What is expected » Reproduce every one of the following entries word for word, changing nothing.

Source data »

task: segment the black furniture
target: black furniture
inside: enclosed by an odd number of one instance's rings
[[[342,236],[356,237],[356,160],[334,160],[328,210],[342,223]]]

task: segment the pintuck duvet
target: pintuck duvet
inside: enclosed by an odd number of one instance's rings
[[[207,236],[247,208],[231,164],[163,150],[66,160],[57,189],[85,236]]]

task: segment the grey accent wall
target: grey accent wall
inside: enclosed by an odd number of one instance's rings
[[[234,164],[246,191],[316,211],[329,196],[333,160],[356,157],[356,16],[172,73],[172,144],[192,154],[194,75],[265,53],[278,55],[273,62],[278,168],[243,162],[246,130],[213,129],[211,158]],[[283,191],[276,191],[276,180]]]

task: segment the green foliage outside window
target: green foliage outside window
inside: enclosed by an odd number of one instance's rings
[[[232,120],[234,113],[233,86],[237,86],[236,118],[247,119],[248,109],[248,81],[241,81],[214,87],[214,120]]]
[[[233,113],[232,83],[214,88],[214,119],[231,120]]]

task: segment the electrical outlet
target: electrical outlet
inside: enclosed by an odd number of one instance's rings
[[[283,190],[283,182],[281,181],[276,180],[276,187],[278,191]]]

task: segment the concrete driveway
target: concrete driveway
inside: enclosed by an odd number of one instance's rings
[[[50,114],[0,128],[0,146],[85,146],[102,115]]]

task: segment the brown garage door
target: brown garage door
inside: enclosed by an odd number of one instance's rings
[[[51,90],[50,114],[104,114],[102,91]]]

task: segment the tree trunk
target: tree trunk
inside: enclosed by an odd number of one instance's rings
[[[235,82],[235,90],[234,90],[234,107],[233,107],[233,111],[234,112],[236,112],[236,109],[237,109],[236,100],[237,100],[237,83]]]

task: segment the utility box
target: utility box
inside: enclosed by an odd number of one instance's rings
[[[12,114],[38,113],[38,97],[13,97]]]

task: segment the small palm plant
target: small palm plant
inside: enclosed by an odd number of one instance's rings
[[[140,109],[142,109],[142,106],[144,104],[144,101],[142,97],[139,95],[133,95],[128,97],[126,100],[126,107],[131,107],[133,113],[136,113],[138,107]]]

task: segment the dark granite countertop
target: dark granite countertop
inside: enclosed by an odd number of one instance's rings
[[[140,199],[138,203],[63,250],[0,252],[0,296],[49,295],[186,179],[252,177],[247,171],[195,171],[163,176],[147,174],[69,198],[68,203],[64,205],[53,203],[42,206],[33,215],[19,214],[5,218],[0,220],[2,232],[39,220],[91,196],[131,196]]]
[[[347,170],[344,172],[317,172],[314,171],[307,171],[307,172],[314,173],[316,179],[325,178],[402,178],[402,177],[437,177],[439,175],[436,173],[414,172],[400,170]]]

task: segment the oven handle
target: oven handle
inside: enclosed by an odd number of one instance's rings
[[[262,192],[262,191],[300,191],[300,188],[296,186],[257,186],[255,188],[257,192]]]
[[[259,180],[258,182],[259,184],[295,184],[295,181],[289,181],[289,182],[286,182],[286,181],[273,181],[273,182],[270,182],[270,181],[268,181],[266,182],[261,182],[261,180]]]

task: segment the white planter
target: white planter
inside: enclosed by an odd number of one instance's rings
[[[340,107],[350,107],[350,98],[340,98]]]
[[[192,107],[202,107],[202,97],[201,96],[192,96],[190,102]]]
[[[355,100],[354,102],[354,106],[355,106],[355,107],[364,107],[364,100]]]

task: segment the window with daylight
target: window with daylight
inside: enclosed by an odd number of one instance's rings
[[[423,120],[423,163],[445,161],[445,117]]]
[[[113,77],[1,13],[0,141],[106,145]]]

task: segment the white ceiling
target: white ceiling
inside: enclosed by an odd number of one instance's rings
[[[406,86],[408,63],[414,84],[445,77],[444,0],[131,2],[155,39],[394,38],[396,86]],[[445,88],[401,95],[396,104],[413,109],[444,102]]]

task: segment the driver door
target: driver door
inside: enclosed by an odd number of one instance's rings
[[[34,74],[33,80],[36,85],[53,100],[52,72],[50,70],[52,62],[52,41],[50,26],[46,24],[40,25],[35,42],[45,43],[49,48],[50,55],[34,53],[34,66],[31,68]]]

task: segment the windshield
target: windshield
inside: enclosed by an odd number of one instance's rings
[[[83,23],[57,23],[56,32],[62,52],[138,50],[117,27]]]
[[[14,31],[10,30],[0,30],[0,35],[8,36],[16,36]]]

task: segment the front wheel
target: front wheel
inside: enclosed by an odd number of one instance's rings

Worked answer »
task: segment the black furniture
target: black furniture
inside: enclosed by an odd number of one instance's rings
[[[342,236],[356,237],[356,160],[334,160],[328,210],[342,223]]]

task: segment the pintuck duvet
target: pintuck duvet
inside: enclosed by an odd number of one instance's rings
[[[207,236],[247,208],[231,164],[163,150],[66,160],[57,189],[85,236]]]

task: segment the grey accent wall
target: grey accent wall
inside: enclosed by an odd number of one instance's rings
[[[234,164],[246,191],[316,211],[329,196],[333,160],[356,157],[356,16],[172,73],[172,144],[192,154],[194,75],[265,53],[278,55],[273,62],[278,168],[243,162],[246,130],[213,129],[211,158]],[[283,191],[276,191],[276,180]]]

task: segment the green foliage outside window
target: green foliage outside window
inside: enclosed by an odd number of one instance's rings
[[[232,120],[234,113],[233,86],[237,86],[236,118],[247,119],[248,109],[248,81],[241,81],[214,87],[214,120]]]
[[[233,113],[232,83],[214,88],[214,119],[231,120]]]

task: segment the electrical outlet
target: electrical outlet
inside: enclosed by an odd number of one instance's rings
[[[283,190],[283,182],[281,181],[276,180],[276,187],[278,191]]]

task: segment the concrete driveway
target: concrete driveway
inside: enclosed by an odd number of one instance's rings
[[[50,114],[0,128],[0,146],[85,146],[102,115]]]

task: segment the brown garage door
target: brown garage door
inside: enclosed by an odd number of one instance's rings
[[[51,90],[50,114],[104,114],[102,91]]]

task: segment the tree trunk
target: tree trunk
inside: enclosed by an odd number of one instance's rings
[[[235,82],[235,90],[234,90],[234,107],[233,107],[233,111],[234,112],[236,112],[236,109],[237,109],[236,100],[237,100],[237,83]]]

task: segment the utility box
target: utility box
inside: enclosed by an odd number of one instance's rings
[[[12,114],[38,113],[38,97],[13,97]]]

task: segment the small palm plant
target: small palm plant
inside: enclosed by an odd number of one instance's rings
[[[140,109],[142,109],[142,106],[144,104],[144,101],[142,97],[139,95],[133,95],[128,97],[126,100],[126,107],[131,107],[133,113],[136,113],[138,107]]]

task: segment the dark granite countertop
target: dark granite countertop
inside: enclosed by an odd number of one instance's rings
[[[140,199],[138,203],[63,250],[0,252],[0,296],[49,295],[186,179],[252,177],[247,171],[195,171],[163,176],[147,174],[69,198],[68,203],[64,205],[53,203],[42,206],[33,215],[19,214],[5,218],[0,220],[2,232],[39,220],[91,196],[131,196]]]
[[[347,170],[344,172],[317,172],[314,171],[307,171],[307,172],[314,173],[316,179],[325,178],[402,178],[402,177],[437,177],[439,175],[436,173],[414,172],[400,170]]]

task: segment the oven handle
target: oven handle
inside: enclosed by an odd number of one instance's rings
[[[262,192],[262,191],[300,191],[300,188],[296,186],[257,186],[255,188],[257,192]]]
[[[259,180],[258,182],[259,184],[295,184],[295,181],[289,181],[289,182],[286,182],[286,181],[273,181],[273,182],[270,182],[270,181],[268,181],[266,182],[261,182],[261,180]]]

task: segment the white planter
target: white planter
inside: enclosed by an odd number of one instance's rings
[[[340,107],[350,107],[350,98],[340,98]]]
[[[192,107],[202,107],[202,97],[201,96],[192,96],[190,102]]]
[[[355,100],[354,102],[354,106],[355,106],[355,107],[364,107],[364,100]]]

task: segment the window with daylight
target: window with daylight
inside: enclosed by an odd number of one instance's rings
[[[423,120],[423,163],[445,161],[445,117]]]
[[[113,77],[1,13],[0,141],[106,145]]]

task: segment the white ceiling
target: white ceiling
inside: enclosed by an odd number of one instance's rings
[[[406,86],[408,63],[414,84],[445,77],[444,0],[131,2],[155,39],[394,38],[396,86]],[[445,88],[401,95],[396,104],[413,109],[444,102]]]

task: segment the driver door
target: driver door
inside: enclosed by an odd number of one instance's rings
[[[34,74],[33,80],[36,85],[53,100],[52,72],[50,70],[52,62],[52,41],[50,26],[46,24],[40,25],[35,42],[45,43],[49,48],[50,55],[34,53],[34,66],[31,68]]]

task: segment the windshield
target: windshield
inside: enclosed by an odd number of one instance's rings
[[[83,23],[57,23],[56,32],[62,52],[138,50],[117,27]]]
[[[14,31],[10,30],[0,30],[0,35],[8,36],[16,36]]]

task: segment the front wheel
target: front wheel
inside: enclosed by an odd number of one instance's rings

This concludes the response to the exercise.